* _WHAT THIS EXERCISE ASKS_
a – Write out the stretch of the Wi-Fi dongle disconnect thread from "Is there an" through "happen there too.".
b – Extend the forum thread about the Wi-Fi dongle disconnects, picking up after its final sentence.

* _DOCUMENT SECTION_
Then there is the disconnect:

[Thu Nov  9 16:52:27 2017] RTL871X: linked_status_chk(wlan1) disconnect or roaming
[Thu Nov  9 16:52:34 2017] RTL871X: indicate disassoc
[Thu Nov  9 16:52:39 2017] RTL871X: nolinked power save enter
[Thu Nov  9 16:52:43 2017] RTL871X: nolinked power save leave
[Thu Nov  9 16:52:47 2017] RTL871X: set ssid [XXXXXX] fw_state=0x00000008
[Thu Nov  9 16:52:47 2017] RTL871X: set bssid:XXXXXX
[Thu Nov  9 16:52:47 2017] RTL871X: start auth
[Thu Nov  9 16:52:47 2017] RTL871X: auth success, start assoc
[Thu Nov  9 16:52:47 2017] RTL871X: assoc success
[Thu Nov  9 16:52:47 2017] UpdateHalRAMask8812A => mac_id:0, networkType:0x14, mask:0x000ffff0
	 ==> rssi_level:0, rate_bitmap:0x000ff010
[Thu Nov  9 16:52:47 2017] RTL871X: send eapol packet
[Thu Nov  9 16:52:47 2017] RTL871X: indicate disassoc
[Thu Nov  9 16:52:47 2017] RTL871X: set bssid:00:00:00:00:00:00
\xffffffb71X\xffffffa3Z%]X\xffffffe9^\xffffffd4\xffffffab\xffffffb2\xffffffcdƛ\xffffffb4T\xffffff82tA!=܇2	] fw_state=0x00000008
[Thu Nov  9 16:52:48 2017] RTL871X: indicate disassoc
[Thu Nov  9 16:52:48 2017] IPv6: ADDRCONF(NETDEV_UP): wlan1: link is not ready
[Thu Nov  9 16:52:56 2017] RTL871X: nolinked power save enter
[Thu Nov  9 16:53:12 2017] RTL871X: nolinked power save leave
[Thu Nov  9 16:53:16 2017] RTL871X: nolinked power save enter
[Thu Nov  9 16:53:45 2017] RTL871X: nolinked power save leave
...

Is there an easy way to restart the networking stack from inside the container? Then we could have a script which checks for connectivity and restarts the stack if it gets stuck.

What USB dongle are you using when you have this issue?

it is a D-Link DWA-171, using this driver: https://github.com/gnab/rtl8812au.git

Thanks for the info. Looks like there are other reports elsewhere that looks similar to / same as yours:

https://github.com/gnab/rtl8812au/issues/119

Have you tried the dongle with a regular Raspbian that it works? According to the issue above, the same seems to happen there too.

* _ITEMS_
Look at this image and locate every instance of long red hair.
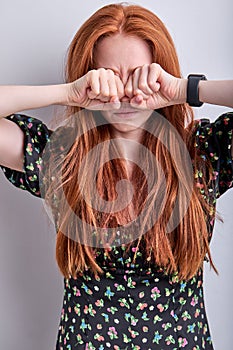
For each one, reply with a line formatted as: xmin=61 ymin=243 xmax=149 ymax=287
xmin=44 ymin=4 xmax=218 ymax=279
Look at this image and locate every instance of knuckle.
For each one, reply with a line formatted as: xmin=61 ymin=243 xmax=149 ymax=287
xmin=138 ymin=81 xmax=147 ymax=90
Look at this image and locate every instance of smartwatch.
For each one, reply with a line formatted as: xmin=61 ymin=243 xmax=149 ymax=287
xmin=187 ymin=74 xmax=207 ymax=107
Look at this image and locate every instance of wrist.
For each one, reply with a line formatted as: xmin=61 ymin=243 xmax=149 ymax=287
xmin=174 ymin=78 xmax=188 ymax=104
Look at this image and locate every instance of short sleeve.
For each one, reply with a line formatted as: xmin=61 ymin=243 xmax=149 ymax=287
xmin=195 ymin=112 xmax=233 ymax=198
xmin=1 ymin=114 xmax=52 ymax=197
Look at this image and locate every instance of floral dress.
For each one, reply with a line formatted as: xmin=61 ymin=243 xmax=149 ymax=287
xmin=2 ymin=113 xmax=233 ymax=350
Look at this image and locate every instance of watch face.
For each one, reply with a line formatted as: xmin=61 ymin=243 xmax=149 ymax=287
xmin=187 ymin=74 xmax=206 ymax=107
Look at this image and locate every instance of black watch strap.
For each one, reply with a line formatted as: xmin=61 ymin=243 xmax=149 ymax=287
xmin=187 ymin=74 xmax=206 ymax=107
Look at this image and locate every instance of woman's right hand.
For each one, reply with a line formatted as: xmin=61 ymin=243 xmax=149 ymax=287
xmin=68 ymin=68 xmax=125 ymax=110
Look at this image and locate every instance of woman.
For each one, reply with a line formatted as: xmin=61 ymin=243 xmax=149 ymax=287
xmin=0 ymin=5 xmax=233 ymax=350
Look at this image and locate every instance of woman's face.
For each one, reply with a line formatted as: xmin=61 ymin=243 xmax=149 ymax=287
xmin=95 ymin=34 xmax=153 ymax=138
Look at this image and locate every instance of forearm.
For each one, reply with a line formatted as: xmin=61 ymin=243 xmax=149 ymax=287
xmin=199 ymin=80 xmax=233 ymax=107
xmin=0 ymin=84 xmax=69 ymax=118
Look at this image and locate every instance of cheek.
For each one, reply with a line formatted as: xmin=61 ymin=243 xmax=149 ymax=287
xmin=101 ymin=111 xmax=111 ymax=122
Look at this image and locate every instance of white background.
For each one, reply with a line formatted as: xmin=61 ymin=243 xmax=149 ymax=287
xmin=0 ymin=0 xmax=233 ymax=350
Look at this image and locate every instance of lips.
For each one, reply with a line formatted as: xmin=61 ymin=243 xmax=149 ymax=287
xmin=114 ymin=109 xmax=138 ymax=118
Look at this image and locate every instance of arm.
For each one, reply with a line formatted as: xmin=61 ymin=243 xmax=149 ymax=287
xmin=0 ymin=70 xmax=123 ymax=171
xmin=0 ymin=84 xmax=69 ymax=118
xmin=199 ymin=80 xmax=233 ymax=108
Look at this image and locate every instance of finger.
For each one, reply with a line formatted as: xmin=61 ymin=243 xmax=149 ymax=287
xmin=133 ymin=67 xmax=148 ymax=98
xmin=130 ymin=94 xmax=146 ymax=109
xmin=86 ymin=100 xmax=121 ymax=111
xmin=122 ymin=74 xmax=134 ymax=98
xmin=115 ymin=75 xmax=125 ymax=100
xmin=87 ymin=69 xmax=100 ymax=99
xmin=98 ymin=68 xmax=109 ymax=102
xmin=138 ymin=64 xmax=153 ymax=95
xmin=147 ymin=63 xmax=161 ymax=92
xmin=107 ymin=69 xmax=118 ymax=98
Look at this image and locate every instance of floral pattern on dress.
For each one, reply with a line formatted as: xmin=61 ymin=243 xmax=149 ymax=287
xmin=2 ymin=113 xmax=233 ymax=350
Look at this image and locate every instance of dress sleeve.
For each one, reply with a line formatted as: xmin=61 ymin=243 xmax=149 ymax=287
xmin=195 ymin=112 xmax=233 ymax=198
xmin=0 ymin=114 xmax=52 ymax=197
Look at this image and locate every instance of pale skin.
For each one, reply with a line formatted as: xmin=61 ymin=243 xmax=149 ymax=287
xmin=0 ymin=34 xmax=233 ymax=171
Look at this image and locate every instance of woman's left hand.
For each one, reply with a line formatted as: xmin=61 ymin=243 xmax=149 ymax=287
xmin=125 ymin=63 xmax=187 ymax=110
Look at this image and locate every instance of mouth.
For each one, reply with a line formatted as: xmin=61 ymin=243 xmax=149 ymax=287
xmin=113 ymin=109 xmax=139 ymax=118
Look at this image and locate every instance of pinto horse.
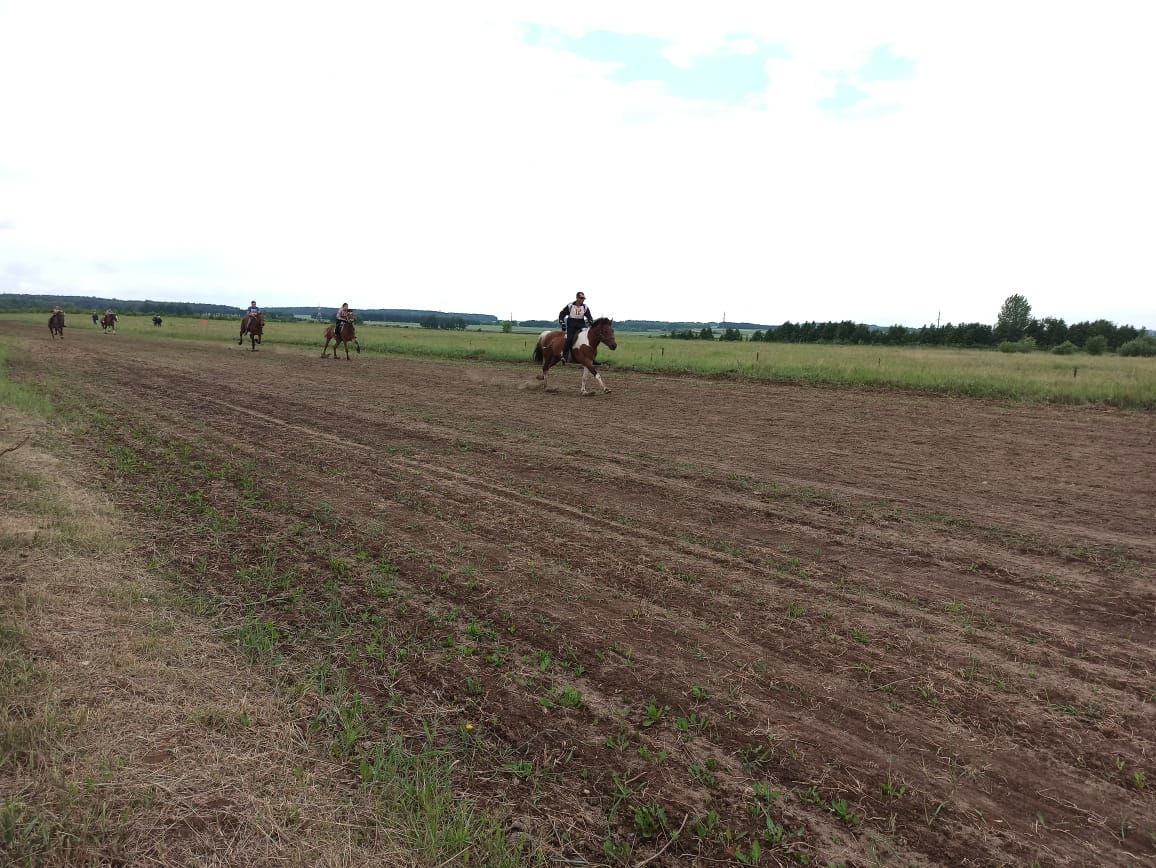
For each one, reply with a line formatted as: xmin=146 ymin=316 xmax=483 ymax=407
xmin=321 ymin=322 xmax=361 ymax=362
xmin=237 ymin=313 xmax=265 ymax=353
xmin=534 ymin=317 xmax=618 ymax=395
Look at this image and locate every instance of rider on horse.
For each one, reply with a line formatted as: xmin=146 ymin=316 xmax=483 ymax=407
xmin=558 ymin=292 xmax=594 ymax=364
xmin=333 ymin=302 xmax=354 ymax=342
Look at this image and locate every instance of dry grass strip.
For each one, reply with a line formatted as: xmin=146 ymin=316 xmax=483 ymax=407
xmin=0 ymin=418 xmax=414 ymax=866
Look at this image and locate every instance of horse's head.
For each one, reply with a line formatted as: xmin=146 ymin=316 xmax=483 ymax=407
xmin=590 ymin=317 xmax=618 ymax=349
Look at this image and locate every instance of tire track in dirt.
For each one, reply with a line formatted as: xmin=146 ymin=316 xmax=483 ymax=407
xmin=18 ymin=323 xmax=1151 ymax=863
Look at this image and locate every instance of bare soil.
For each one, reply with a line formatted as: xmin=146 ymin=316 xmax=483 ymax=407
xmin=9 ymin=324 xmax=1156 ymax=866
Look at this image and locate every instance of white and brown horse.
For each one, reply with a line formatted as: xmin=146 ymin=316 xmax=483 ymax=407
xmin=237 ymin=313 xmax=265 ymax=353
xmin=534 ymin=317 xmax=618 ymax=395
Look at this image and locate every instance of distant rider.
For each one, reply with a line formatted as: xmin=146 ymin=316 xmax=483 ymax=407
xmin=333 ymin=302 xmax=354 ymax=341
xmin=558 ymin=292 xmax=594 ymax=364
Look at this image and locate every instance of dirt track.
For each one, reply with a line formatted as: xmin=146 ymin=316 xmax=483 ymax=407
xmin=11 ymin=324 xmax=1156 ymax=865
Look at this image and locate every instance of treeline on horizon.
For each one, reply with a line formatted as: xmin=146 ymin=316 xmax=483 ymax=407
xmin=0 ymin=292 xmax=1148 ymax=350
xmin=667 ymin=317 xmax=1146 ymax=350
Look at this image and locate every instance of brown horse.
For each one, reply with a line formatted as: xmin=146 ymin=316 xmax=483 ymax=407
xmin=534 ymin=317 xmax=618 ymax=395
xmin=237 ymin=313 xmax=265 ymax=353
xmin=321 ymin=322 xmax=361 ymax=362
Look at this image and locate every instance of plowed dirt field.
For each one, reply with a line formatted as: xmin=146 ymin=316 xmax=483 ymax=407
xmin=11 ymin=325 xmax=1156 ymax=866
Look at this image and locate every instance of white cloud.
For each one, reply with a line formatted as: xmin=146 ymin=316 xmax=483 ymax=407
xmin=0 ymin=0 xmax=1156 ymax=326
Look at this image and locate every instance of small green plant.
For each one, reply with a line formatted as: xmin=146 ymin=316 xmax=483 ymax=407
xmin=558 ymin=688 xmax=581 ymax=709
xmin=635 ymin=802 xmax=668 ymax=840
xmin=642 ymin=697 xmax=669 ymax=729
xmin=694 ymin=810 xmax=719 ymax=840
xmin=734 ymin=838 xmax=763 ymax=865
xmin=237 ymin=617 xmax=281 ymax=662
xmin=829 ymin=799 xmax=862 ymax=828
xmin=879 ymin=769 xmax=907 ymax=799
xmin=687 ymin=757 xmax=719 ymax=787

* _TASK RESULTS_
a –
Is there an easy way to restart the networking stack from inside the container? Then we could have a script which checks for connectivity and restarts the stack if it gets stuck.

What USB dongle are you using when you have this issue?

it is a D-Link DWA-171, using this driver: https://github.com/gnab/rtl8812au.git

Thanks for the info. Looks like there are other reports elsewhere that looks similar to / same as yours:

https://github.com/gnab/rtl8812au/issues/119

Have you tried the dongle with a regular Raspbian that it works? According to the issue above, the same seems to happen there too.

b –
Also, we have a list of known working dongles: https://docs.resin.io/hardware/wifi-dongles/#known-working-devices

as far as I see it is not working at all for them. For us it is working for a long time, but when disconnected it sometimes does not recover.

Is there an easy way to restart the network stack completely in resin os? As it happens very rarely this would be an option for us. I tried reloading the connections via dbus which didn’t work. What did work was adding a new connection via dbus but it is not feasible to add a new connection at every disconnect. Last resort would be rebooting the whole device but I wouldn’t like to do that.

All the mentioned devices on the list are either unavailable or do not have 5 Ghz as far as I see. Our device is not listed on the elinux rpi wifi page but a lot of other DWA-1xx with lower numbers are, I guess these just do not get updated?

I was looking into the dbus interface for systemd, and one way to restart a service would be

DBUS_SYSTEM_BUS_ADDRESS=unix:path=/host/run/dbus/system_bus_socket \
  gdbus call --system \
    --dest org.freedesktop.systemd1 \
    --object-path /org/freedesktop/systemd1 \
    --method org.freedesktop.systemd1.Manager.RestartUnit \
    "<servicename>.service" \
    "replace"

Where for example you’d replace <servicename> with a host OS service’s name, such as NetworkManager. Just tried it on a test device, that was connected, and it has reconnected fine afterwards.

See more info in these docs of what --method are available and what are their parameters: https://www.freedesktop.org/wiki/Software/systemd/dbus/

The dbus-send example would be as follows:

DBUS_SYSTEM_BUS_ADDRESS=unix:path=/host/run/dbus/system_bus_socket \
  dbus-send --system --print-reply --reply-timeout=2000 \
    --type=method_call \
    --dest=org.freedesktop.systemd1 \
    /org/freedesktop/systemd1 \
    org.freedesktop.systemd1.Manager.RestartUnit \
    string:<servicename>.service \
    string:replace

This is just an example, though, and in general be careful of automatic network manipulation, as you might end up with a disconnected device. :warning: You are right, the device reboot should be last resort too. The best outcome would be to figure out what causes that outage, and fix up in the firmware level - though that we are usually have to rely on upstream, though we do our fair share of upstreaming of fixes…

Let us know if you have any experience trying it!

Yeah, need more 5GHz dongles, though we have made some developments in that direction too (will keep everyone posted). If you have any other dongles that you’d recommend based on experience, would love to hear.

1 Like

I can confirm that this works: After the dbus service replace command the wifi dongle connects to the router again!

@imrehg if this command is executed, does this interfere with the networking of running containers? Would all services need to be restarted when running this? The reason I ask is that we use an update lock in a container and if service restarts are required I’ll need to take that into consideration to remove the lock before doing this.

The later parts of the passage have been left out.